> **Object outline annotations**
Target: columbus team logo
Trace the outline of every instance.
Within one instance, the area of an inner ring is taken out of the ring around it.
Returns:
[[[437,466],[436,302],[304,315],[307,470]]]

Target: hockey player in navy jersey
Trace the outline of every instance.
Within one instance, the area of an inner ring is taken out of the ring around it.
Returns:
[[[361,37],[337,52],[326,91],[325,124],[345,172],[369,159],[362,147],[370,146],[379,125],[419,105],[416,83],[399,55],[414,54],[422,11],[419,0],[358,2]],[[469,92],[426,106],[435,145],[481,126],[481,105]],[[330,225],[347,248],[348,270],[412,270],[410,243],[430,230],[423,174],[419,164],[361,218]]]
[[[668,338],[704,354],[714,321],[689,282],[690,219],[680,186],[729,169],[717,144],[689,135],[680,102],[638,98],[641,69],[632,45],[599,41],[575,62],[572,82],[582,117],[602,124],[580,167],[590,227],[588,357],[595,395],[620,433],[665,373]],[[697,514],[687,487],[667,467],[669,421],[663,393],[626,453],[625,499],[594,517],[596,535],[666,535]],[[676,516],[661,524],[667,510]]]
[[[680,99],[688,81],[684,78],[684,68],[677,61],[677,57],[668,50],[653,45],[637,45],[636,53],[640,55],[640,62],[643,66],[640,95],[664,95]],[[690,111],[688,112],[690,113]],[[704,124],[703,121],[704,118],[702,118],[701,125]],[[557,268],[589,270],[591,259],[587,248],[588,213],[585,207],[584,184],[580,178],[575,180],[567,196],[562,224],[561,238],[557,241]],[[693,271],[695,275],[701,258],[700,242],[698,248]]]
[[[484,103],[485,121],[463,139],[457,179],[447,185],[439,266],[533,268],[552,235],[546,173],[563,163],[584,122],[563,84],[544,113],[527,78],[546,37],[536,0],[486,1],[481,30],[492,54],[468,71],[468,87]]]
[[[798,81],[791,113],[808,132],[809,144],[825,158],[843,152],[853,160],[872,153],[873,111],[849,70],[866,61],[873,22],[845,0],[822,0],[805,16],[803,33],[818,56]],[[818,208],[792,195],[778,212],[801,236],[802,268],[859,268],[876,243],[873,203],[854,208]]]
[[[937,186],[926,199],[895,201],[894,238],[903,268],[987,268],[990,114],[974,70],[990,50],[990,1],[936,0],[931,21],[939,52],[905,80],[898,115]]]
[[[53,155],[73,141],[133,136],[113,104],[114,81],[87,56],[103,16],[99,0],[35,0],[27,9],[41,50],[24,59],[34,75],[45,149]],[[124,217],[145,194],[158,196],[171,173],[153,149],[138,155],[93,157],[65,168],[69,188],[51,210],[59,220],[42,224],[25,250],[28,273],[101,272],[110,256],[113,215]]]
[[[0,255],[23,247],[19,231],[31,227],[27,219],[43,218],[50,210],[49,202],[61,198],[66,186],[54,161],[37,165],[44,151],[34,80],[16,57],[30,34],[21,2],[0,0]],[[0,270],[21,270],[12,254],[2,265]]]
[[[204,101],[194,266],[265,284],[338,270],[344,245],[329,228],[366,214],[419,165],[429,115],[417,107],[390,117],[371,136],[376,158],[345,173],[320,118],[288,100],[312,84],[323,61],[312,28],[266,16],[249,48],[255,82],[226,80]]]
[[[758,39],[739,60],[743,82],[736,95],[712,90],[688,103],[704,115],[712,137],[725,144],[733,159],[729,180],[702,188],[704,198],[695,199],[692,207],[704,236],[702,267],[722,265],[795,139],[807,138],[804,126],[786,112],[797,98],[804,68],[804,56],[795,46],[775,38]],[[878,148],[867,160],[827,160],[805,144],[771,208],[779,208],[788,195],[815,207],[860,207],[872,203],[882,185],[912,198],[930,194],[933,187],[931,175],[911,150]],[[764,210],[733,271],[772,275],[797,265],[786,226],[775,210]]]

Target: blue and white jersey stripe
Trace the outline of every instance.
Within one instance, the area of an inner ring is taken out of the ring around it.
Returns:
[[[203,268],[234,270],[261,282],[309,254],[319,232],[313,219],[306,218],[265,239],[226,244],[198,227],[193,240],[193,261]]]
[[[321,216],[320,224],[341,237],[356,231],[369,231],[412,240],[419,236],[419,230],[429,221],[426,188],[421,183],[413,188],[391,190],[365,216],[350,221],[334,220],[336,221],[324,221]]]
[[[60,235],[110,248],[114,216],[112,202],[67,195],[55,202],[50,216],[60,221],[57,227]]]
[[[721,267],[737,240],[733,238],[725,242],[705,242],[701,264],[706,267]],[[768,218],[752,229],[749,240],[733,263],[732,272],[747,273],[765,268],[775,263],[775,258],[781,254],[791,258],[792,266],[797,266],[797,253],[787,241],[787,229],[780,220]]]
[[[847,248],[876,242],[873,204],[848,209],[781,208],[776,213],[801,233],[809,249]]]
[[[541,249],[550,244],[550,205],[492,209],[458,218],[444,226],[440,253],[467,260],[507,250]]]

> **Aim**
Write out all of the lines above, reproducing each one word for word and character for character.

> **Exercise solution**
Target: columbus team logo
Trace the outline of every instance.
Within one instance, the area of an inner ring is taken out of the ring around it.
Returns:
[[[437,466],[436,302],[304,315],[307,470]]]

Target: hockey player in navy jersey
Trace the outline of every instance.
Within one instance, the area of an inner ring is taken out of the ring around it.
Returns:
[[[361,37],[337,52],[326,91],[325,124],[345,172],[369,159],[362,147],[370,146],[379,125],[419,105],[416,83],[399,55],[414,54],[422,11],[419,0],[358,2]],[[469,92],[426,106],[435,145],[481,126],[481,105]],[[330,225],[347,248],[348,270],[412,270],[410,243],[430,230],[423,174],[419,164],[361,218]]]
[[[668,338],[704,354],[714,321],[689,282],[690,219],[680,186],[729,169],[717,144],[689,135],[680,102],[638,98],[641,69],[632,45],[599,41],[575,62],[572,82],[582,117],[602,124],[580,167],[590,227],[588,357],[595,395],[620,433],[665,373]],[[697,514],[687,487],[667,467],[669,421],[663,393],[626,453],[625,499],[594,517],[596,535],[666,535]],[[676,516],[661,524],[667,510]]]
[[[680,99],[688,81],[684,78],[684,68],[677,61],[677,57],[668,50],[653,45],[637,45],[636,53],[640,55],[640,62],[643,66],[640,95],[664,95]],[[690,111],[688,112],[690,113]],[[704,124],[703,121],[704,118],[702,118],[701,125]],[[557,268],[589,270],[591,259],[587,248],[588,213],[585,207],[584,184],[580,178],[575,180],[567,196],[562,224],[561,238],[557,241]],[[693,271],[695,275],[701,258],[700,242],[698,248]]]
[[[484,103],[485,121],[463,139],[457,179],[447,185],[439,266],[533,268],[552,235],[546,173],[563,163],[584,122],[563,84],[544,113],[527,78],[546,37],[536,0],[486,1],[481,30],[492,54],[468,71],[468,87]]]
[[[798,81],[791,113],[808,132],[809,144],[825,158],[843,152],[853,160],[872,153],[873,111],[849,70],[866,61],[873,22],[845,0],[822,0],[805,16],[803,33],[818,56]],[[818,208],[792,195],[778,212],[801,236],[802,268],[859,268],[876,243],[873,203],[854,208]]]
[[[937,186],[926,199],[895,201],[894,238],[903,268],[987,268],[990,114],[974,70],[990,50],[990,1],[936,0],[931,21],[939,52],[905,80],[898,115]]]
[[[53,155],[73,141],[133,136],[113,104],[114,81],[87,56],[103,16],[99,0],[35,0],[27,9],[41,50],[24,59],[34,75],[45,149]],[[124,217],[145,194],[158,196],[171,173],[153,149],[138,155],[93,157],[65,168],[69,188],[51,210],[59,220],[42,224],[25,250],[28,273],[101,272],[110,256],[113,215]]]
[[[0,255],[23,247],[19,231],[31,227],[27,219],[43,218],[50,210],[49,202],[61,198],[66,186],[54,161],[37,165],[44,151],[34,80],[16,57],[30,34],[21,2],[0,0]],[[0,270],[21,270],[12,254],[2,265]]]
[[[204,101],[194,266],[265,284],[338,270],[344,245],[329,228],[366,214],[419,165],[429,115],[417,107],[390,117],[371,136],[376,158],[345,173],[320,118],[288,100],[312,84],[323,61],[312,28],[266,16],[249,48],[255,82],[226,80]]]
[[[758,39],[739,60],[743,82],[736,95],[712,90],[688,103],[704,115],[712,137],[725,144],[733,159],[729,180],[702,188],[704,198],[695,199],[692,207],[704,236],[702,267],[722,265],[795,139],[807,138],[804,126],[786,112],[797,98],[804,68],[804,56],[795,46],[775,38]],[[878,148],[867,160],[827,160],[805,144],[771,208],[779,208],[788,195],[815,207],[860,207],[872,203],[882,185],[912,198],[930,194],[933,187],[931,175],[911,150]],[[764,210],[733,271],[772,275],[797,265],[786,226],[775,210]]]

Target: blue and white jersey stripe
Trace the outline of every instance.
Within one instance, the area of an inner ring is taken out of the ring around it.
Returns:
[[[203,268],[234,270],[261,282],[309,254],[319,232],[313,219],[306,218],[265,239],[226,244],[198,227],[193,240],[193,261]]]
[[[321,216],[320,224],[341,237],[356,231],[369,231],[412,240],[419,236],[419,230],[429,221],[426,188],[421,183],[413,188],[391,190],[365,216],[350,221],[334,220],[336,221],[324,221]]]
[[[60,235],[110,248],[114,216],[112,202],[67,195],[55,202],[50,216],[60,221],[57,227]]]
[[[721,267],[737,240],[733,238],[725,242],[705,242],[701,264],[706,267]],[[768,218],[752,229],[749,240],[733,263],[732,272],[747,273],[765,268],[775,263],[775,258],[781,254],[791,258],[792,266],[797,266],[797,253],[787,241],[787,229],[780,220]]]
[[[847,248],[876,242],[873,204],[848,209],[781,208],[776,213],[801,233],[809,249]]]
[[[541,249],[550,244],[550,205],[492,209],[458,218],[444,226],[440,253],[467,260],[507,250]]]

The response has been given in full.